== Prompt ==
What the response needs is every record, repeated verbatim, and no images.

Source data
[Start of section]

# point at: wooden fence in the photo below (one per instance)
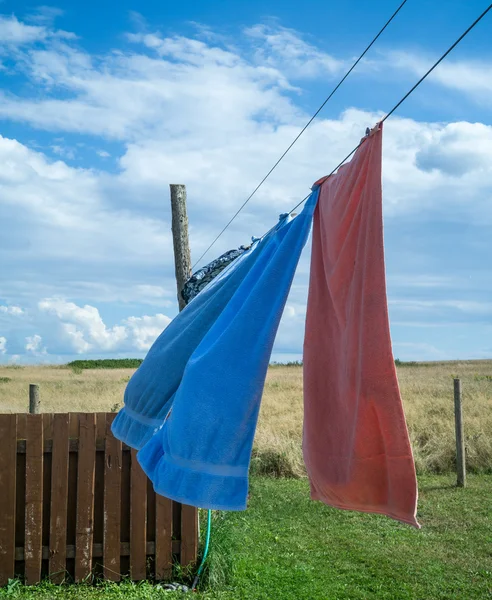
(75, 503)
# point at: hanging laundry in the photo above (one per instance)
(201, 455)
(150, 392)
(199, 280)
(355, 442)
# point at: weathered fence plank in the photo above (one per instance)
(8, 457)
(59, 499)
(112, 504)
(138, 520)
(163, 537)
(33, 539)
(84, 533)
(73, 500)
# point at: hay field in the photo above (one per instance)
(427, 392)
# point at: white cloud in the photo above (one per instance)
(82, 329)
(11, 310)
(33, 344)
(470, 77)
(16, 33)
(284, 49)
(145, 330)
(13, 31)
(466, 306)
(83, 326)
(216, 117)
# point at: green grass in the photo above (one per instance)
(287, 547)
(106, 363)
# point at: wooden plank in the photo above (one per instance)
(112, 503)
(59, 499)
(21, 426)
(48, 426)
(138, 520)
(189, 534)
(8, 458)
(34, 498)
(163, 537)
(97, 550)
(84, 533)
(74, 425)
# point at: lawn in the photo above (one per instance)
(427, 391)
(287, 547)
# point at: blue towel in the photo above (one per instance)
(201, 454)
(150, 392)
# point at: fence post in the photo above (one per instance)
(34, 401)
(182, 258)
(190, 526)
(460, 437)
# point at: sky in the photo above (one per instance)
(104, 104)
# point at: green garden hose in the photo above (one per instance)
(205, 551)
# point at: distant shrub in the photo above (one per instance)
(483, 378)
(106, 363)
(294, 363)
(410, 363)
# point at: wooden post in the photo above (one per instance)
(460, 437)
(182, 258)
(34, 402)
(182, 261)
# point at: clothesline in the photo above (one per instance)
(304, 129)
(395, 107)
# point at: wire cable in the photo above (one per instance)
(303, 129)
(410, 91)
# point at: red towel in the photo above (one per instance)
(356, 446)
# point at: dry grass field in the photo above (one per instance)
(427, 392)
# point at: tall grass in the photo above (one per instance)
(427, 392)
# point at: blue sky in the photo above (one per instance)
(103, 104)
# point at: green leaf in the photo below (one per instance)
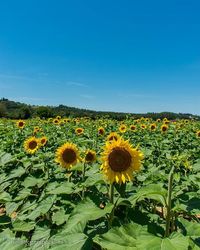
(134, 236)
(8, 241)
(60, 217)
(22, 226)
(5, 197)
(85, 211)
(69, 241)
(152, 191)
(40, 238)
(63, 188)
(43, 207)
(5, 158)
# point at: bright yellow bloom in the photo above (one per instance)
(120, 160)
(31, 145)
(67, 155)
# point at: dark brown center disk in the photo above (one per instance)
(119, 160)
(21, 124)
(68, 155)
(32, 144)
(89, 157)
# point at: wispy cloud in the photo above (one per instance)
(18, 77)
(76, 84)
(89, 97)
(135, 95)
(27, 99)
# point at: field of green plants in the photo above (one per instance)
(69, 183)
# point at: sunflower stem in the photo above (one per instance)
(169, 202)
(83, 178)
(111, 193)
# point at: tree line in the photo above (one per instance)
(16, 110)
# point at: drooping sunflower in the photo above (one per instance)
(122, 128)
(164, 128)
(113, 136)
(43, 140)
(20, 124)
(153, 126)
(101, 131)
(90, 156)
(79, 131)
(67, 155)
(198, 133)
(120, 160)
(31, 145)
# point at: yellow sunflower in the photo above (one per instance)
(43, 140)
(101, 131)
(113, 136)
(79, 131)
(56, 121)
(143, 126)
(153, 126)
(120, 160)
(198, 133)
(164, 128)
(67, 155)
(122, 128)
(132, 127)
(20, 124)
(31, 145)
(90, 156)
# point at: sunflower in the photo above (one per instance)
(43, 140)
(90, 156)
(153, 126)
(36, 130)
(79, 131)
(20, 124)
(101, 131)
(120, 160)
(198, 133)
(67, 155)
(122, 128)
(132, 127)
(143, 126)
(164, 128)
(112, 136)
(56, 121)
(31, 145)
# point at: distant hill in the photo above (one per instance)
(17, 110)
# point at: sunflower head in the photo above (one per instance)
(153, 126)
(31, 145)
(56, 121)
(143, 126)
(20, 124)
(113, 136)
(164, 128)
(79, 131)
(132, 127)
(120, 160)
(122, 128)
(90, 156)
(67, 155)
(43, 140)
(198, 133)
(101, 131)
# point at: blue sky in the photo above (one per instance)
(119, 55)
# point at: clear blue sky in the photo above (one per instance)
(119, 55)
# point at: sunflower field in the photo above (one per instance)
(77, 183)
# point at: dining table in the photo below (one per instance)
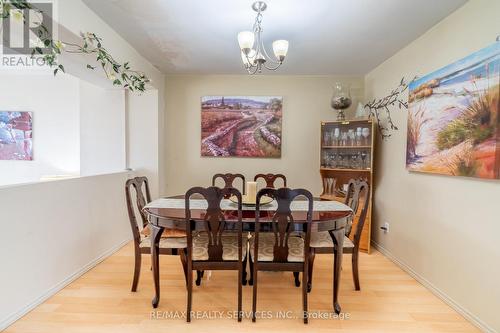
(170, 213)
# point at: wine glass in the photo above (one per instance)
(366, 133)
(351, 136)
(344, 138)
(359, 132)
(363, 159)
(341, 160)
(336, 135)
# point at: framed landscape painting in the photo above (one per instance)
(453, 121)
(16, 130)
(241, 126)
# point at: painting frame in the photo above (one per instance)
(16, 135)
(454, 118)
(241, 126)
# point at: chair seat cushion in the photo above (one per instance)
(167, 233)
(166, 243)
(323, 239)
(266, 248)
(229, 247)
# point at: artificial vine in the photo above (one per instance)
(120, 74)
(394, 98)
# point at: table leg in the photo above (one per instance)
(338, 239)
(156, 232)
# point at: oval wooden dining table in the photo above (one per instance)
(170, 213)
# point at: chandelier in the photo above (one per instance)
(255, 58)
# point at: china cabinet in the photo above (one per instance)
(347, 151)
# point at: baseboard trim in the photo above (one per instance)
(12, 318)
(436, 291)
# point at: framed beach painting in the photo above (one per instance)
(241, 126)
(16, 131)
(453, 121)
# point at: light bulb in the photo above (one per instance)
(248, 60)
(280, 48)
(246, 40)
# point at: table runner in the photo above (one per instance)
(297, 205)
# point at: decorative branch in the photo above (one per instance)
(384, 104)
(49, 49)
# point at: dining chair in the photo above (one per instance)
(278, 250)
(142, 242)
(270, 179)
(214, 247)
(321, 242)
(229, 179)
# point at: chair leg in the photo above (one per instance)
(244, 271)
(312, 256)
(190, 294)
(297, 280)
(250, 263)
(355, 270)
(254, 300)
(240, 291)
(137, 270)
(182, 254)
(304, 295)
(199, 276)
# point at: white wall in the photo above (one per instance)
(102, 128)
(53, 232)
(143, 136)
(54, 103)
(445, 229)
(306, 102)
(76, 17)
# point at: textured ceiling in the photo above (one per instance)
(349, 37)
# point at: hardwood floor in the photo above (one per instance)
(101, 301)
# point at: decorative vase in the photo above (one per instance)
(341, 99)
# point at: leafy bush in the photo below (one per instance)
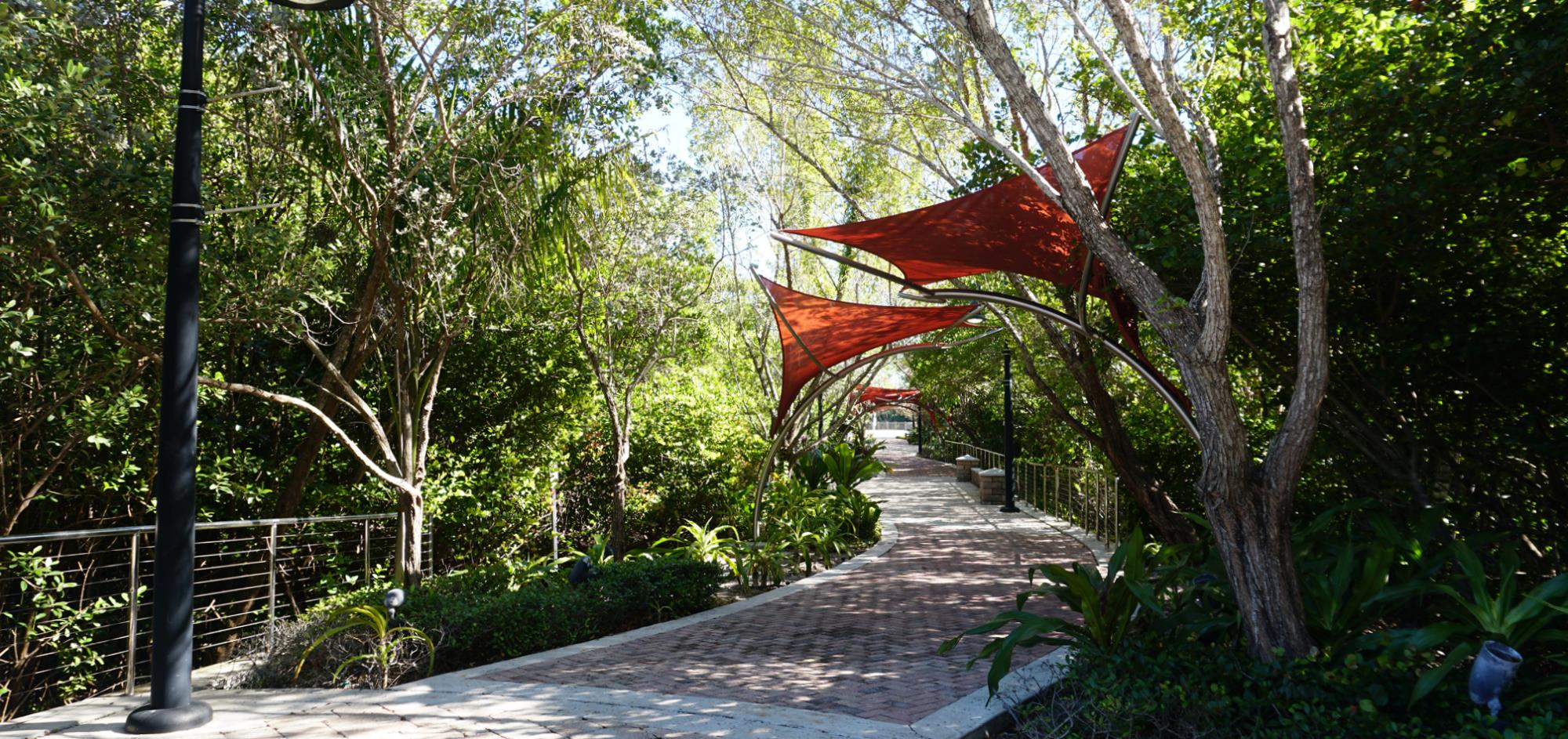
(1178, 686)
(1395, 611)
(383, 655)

[End of section]

== Exercise solution ==
# point at: wooden fence in the photo below (one per instance)
(75, 503)
# point at: hanging laundry in the photo above (one per instance)
(201, 455)
(150, 392)
(199, 280)
(355, 442)
# point at: weathered fence plank in the photo above (one per instance)
(8, 457)
(59, 499)
(112, 504)
(138, 520)
(163, 537)
(33, 539)
(84, 533)
(73, 500)
# point at: hay field in the photo above (one per instance)
(427, 392)
# point at: white cloud in the photo above (one per instance)
(82, 329)
(11, 310)
(33, 344)
(470, 77)
(16, 33)
(284, 49)
(145, 330)
(13, 31)
(466, 306)
(83, 326)
(216, 117)
# point at: green grass in the photo above (one per instance)
(287, 547)
(106, 363)
# point at: wooden plank in the photo above (one per instance)
(112, 503)
(59, 499)
(21, 426)
(48, 426)
(138, 520)
(189, 534)
(8, 458)
(34, 498)
(163, 537)
(97, 550)
(84, 533)
(74, 425)
# point at: lawn in the photo above (one per instance)
(427, 391)
(287, 547)
# point at: blue towel in the photo above (one per instance)
(201, 454)
(150, 392)
# point at: fence post in the photo above (one per instance)
(34, 401)
(182, 258)
(190, 526)
(460, 437)
# point at: sky in the photo above (one per instance)
(104, 104)
# point at: green garden hose in the photo above (one per instance)
(205, 551)
# point at: distant shrub in the photo above (one per instance)
(483, 378)
(106, 363)
(294, 363)
(410, 363)
# point at: wooden post in the photo above (one per instance)
(460, 437)
(182, 258)
(34, 402)
(182, 261)
# point at: clothesline in the photo above (one per instance)
(304, 129)
(395, 107)
# point at: wire cable in the photo above (one per instance)
(303, 129)
(410, 91)
# point at: red towel in the photo above (one per instance)
(356, 446)
# point at: dry grass field in the photo above (one per instance)
(427, 392)
# point at: tall grass in the photo above (one per instance)
(427, 392)
# point at: blue sky in the photo above (one per instance)
(103, 104)
# point at: green leaf in the photo below (one per instance)
(134, 236)
(8, 241)
(60, 217)
(22, 226)
(5, 197)
(85, 211)
(69, 241)
(152, 191)
(40, 238)
(63, 188)
(43, 207)
(5, 158)
# point at: bright yellow bloom in the photo above (one per instance)
(120, 160)
(31, 145)
(67, 155)
# point at: dark brown center disk in the photo above (one per instance)
(119, 160)
(21, 124)
(68, 155)
(32, 144)
(89, 157)
# point at: wispy cloud in the photo above (one per instance)
(18, 77)
(76, 84)
(89, 97)
(135, 95)
(27, 99)
# point at: field of green plants in the photo above (one per instance)
(69, 183)
# point at: sunflower stem in the photo above (one per instance)
(169, 202)
(83, 178)
(111, 193)
# point at: tree line in the photo above (one per instance)
(16, 110)
# point at: drooping sunflower in the photo above (one per instance)
(122, 128)
(164, 128)
(113, 136)
(43, 140)
(20, 124)
(153, 126)
(101, 131)
(90, 156)
(79, 131)
(67, 155)
(198, 133)
(120, 160)
(31, 145)
# point at: yellow sunflower in the photo above (one per instance)
(43, 140)
(101, 131)
(113, 136)
(79, 131)
(56, 121)
(143, 126)
(153, 126)
(120, 160)
(198, 133)
(164, 128)
(67, 155)
(122, 128)
(132, 127)
(20, 124)
(31, 145)
(90, 156)
# point at: sunflower in the photo above (one per instance)
(43, 140)
(90, 156)
(153, 126)
(36, 130)
(79, 131)
(20, 124)
(101, 131)
(120, 160)
(198, 133)
(67, 155)
(122, 128)
(132, 127)
(143, 126)
(164, 128)
(112, 136)
(56, 121)
(31, 145)
# point at: distant hill in the photo above (one per instance)
(17, 110)
# point at: sunflower head in the photo above (one per instance)
(153, 126)
(31, 145)
(56, 121)
(143, 126)
(20, 124)
(113, 136)
(164, 128)
(79, 131)
(132, 127)
(120, 160)
(122, 128)
(90, 156)
(67, 155)
(43, 140)
(198, 133)
(101, 131)
# point at: blue sky in the photo above (one per instance)
(119, 55)
# point at: clear blue sky in the photo above (one per instance)
(119, 55)
# point at: sunflower field in the photo above (one per instance)
(77, 183)
# point at: dining table in the photo below (one per instance)
(170, 213)
# point at: wine glass in the photo above (one per instance)
(366, 133)
(351, 136)
(344, 138)
(359, 132)
(363, 159)
(341, 160)
(336, 135)
# point at: framed landscape painting in the photo above (one per instance)
(453, 121)
(16, 130)
(241, 126)
# point at: painting frame in the photo above (one per instance)
(16, 135)
(454, 118)
(241, 126)
# point at: chair seat cushion in the photo above (one per instance)
(167, 233)
(166, 243)
(323, 239)
(266, 248)
(229, 247)
# point at: artificial vine in the photo above (one per instance)
(120, 74)
(394, 98)
# point at: table leg in the photo above (one per instance)
(338, 239)
(156, 232)
# point at: oval wooden dining table in the photo above (one per instance)
(170, 213)
# point at: chandelier in the photo above (one per instance)
(255, 58)
# point at: china cabinet in the photo above (one per instance)
(347, 151)
# point at: baseboard trim in the photo above (one per instance)
(12, 318)
(436, 291)
# point at: framed beach painting in the photo above (one per instance)
(241, 126)
(16, 131)
(453, 121)
# point at: light bulb in the photo above (one per instance)
(248, 60)
(280, 48)
(246, 40)
# point at: table runner in the photo above (one per instance)
(297, 205)
# point at: decorative branch in the photo above (one per instance)
(384, 104)
(49, 49)
# point at: dining chair in the photo above (one per instance)
(278, 250)
(142, 242)
(270, 179)
(214, 247)
(321, 242)
(229, 179)
# point at: chair leg in the photo above (one per instance)
(244, 271)
(312, 256)
(190, 294)
(297, 280)
(250, 263)
(355, 270)
(254, 300)
(240, 291)
(137, 270)
(182, 254)
(304, 295)
(199, 276)
# point at: white wall in the photo above (one per instance)
(102, 128)
(53, 232)
(143, 136)
(54, 103)
(445, 229)
(306, 102)
(76, 17)
# point at: textured ceiling in the photo above (one per instance)
(349, 37)
# point at: hardwood floor in the photo above (one per instance)
(101, 301)
# point at: decorative vase in the photo above (one per instance)
(341, 99)
# point at: leafy bush in the photo below (one per instance)
(1178, 686)
(1395, 611)
(383, 655)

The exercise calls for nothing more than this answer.